Records to process
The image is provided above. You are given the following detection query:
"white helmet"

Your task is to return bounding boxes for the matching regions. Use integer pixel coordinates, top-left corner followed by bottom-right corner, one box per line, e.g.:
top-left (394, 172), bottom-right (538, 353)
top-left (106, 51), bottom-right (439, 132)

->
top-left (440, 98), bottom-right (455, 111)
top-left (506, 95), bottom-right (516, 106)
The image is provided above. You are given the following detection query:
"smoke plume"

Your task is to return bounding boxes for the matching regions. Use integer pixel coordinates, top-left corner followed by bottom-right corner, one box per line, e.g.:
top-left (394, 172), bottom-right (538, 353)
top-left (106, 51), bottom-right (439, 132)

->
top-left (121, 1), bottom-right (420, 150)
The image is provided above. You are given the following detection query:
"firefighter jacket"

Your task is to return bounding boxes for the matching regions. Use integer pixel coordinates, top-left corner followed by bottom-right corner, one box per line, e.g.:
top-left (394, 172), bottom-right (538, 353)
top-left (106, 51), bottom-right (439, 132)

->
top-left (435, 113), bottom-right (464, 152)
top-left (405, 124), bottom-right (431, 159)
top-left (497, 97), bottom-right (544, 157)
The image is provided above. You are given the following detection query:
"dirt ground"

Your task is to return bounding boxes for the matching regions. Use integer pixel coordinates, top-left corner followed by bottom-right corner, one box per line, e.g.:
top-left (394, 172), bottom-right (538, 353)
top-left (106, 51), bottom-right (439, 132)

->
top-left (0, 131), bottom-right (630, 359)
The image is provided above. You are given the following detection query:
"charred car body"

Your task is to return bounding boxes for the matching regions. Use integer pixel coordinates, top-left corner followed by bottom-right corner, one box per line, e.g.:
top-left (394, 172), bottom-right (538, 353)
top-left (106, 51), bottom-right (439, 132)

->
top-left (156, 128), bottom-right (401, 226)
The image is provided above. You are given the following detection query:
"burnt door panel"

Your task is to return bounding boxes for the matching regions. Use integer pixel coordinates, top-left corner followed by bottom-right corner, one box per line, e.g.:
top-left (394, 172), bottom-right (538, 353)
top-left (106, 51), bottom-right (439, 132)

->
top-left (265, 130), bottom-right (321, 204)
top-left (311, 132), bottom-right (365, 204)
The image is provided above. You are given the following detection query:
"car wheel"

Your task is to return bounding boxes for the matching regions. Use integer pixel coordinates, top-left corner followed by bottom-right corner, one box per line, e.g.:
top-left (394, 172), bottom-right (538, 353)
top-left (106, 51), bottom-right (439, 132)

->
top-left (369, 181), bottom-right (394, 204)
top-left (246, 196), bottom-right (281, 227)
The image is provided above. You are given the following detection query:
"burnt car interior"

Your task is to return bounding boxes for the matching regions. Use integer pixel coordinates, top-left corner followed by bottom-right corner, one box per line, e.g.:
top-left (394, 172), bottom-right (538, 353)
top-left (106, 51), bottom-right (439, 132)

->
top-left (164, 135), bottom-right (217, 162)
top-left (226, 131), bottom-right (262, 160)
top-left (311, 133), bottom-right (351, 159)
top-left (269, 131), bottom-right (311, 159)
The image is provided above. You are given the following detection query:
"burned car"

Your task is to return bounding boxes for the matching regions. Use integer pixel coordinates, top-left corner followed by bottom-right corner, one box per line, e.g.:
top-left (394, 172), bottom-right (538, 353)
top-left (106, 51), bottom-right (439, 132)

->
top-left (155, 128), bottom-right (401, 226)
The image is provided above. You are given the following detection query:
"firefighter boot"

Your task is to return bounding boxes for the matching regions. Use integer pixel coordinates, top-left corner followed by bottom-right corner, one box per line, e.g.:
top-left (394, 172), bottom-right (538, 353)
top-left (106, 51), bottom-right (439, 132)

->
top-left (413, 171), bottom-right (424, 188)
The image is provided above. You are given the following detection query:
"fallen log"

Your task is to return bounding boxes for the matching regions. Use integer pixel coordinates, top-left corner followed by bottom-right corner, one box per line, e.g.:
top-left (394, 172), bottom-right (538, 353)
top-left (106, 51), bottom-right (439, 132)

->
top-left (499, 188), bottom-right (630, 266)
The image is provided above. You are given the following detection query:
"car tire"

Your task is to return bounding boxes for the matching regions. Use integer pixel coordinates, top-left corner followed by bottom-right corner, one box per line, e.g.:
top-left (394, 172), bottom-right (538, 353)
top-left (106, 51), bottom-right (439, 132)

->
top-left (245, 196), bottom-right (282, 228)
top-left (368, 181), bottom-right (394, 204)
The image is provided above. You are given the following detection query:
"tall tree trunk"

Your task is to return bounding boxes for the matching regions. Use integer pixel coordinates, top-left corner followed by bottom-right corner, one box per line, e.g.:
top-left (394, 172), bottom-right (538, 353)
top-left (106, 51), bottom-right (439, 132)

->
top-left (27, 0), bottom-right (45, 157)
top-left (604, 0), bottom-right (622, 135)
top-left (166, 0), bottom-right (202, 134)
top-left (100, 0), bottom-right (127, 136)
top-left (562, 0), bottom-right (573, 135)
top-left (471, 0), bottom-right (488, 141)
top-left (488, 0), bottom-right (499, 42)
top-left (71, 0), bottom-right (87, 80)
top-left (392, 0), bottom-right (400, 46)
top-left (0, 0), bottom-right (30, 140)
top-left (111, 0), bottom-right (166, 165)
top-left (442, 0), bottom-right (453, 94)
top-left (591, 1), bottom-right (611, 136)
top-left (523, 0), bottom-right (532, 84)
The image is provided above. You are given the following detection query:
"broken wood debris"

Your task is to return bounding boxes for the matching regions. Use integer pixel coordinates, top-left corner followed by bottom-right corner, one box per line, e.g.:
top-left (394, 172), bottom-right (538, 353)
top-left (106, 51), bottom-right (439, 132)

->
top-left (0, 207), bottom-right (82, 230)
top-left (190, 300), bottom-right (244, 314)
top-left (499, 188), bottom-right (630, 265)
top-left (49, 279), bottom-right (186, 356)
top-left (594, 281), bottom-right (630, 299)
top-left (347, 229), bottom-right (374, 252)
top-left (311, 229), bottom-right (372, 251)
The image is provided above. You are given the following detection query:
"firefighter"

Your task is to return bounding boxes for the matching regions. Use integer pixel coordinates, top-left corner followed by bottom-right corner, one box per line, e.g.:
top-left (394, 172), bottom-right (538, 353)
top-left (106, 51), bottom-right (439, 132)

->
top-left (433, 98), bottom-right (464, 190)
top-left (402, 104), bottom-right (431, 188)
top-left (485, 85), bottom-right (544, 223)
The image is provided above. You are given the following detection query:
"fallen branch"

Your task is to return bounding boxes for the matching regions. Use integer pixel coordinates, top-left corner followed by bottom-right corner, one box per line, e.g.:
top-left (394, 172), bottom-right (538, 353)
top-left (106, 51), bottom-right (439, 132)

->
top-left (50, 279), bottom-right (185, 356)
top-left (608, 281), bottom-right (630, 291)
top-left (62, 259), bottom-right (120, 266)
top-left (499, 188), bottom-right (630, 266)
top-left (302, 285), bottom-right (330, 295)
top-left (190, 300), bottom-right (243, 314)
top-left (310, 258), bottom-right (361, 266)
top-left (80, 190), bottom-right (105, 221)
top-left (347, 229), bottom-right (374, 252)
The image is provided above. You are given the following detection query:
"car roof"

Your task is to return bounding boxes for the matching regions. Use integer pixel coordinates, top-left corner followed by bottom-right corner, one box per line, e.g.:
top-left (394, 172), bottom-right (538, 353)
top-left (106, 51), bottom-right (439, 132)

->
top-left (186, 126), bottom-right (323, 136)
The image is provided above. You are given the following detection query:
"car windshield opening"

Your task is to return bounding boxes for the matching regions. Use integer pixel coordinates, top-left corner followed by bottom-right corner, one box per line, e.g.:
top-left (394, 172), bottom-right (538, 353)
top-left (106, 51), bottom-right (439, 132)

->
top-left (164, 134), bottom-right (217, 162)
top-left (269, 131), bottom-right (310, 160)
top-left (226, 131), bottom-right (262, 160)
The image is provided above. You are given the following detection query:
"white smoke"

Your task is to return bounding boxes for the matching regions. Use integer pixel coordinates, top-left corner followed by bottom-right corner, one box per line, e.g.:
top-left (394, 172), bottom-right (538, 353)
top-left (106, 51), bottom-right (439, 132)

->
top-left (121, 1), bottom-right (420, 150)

Task objective
Give back, word for word, the stretch of the material above from its first line through the line containing "top-left (156, 128), bottom-right (401, 226)", with both of those lines included.

Finished exercise
The image is provided above. You are given the following detection query:
"white helmet"

Your task is to return bounding boxes for the matching regions. Use integer pixel coordinates, top-left corner followed by bottom-right corner, one box per line, e.g.:
top-left (394, 172), bottom-right (538, 353)
top-left (106, 51), bottom-right (439, 132)

->
top-left (440, 98), bottom-right (455, 111)
top-left (506, 95), bottom-right (516, 106)
The image is provided above. You are given the following detection query:
"smoke plume"

Your task is to return bounding boxes for the matching regions. Use integer pixel coordinates, top-left corner followed by bottom-right corner, one box per line, e.g.:
top-left (394, 172), bottom-right (538, 353)
top-left (106, 51), bottom-right (439, 132)

->
top-left (121, 1), bottom-right (420, 150)
The image is provided above. You are given the following detection query:
"firefighter jacket"

Your task is to return bounding boxes for the matching regions. Use integer pixel coordinates, top-left corner followed by bottom-right corner, one box per line, e.g.:
top-left (394, 172), bottom-right (538, 353)
top-left (106, 51), bottom-right (439, 132)

->
top-left (435, 113), bottom-right (464, 152)
top-left (405, 124), bottom-right (431, 159)
top-left (497, 97), bottom-right (544, 157)
The image is provided above. You are given the following detection query:
"dirt ground"

Your task is to return bounding boxes for the matching regions. Use integer pixel coordinates, top-left corner followed by bottom-right corner, one box per line, e.g.:
top-left (394, 172), bottom-right (538, 353)
top-left (106, 51), bottom-right (439, 132)

->
top-left (0, 131), bottom-right (630, 359)
The image is provided above. You are given the following detection query:
"charred car body"

Your task is to return bounding boxes for the matching regions. Use integer pixel coordinates, top-left corner followed by bottom-right corner, one box per line, e.g.:
top-left (394, 172), bottom-right (538, 353)
top-left (106, 51), bottom-right (439, 132)

->
top-left (156, 128), bottom-right (401, 226)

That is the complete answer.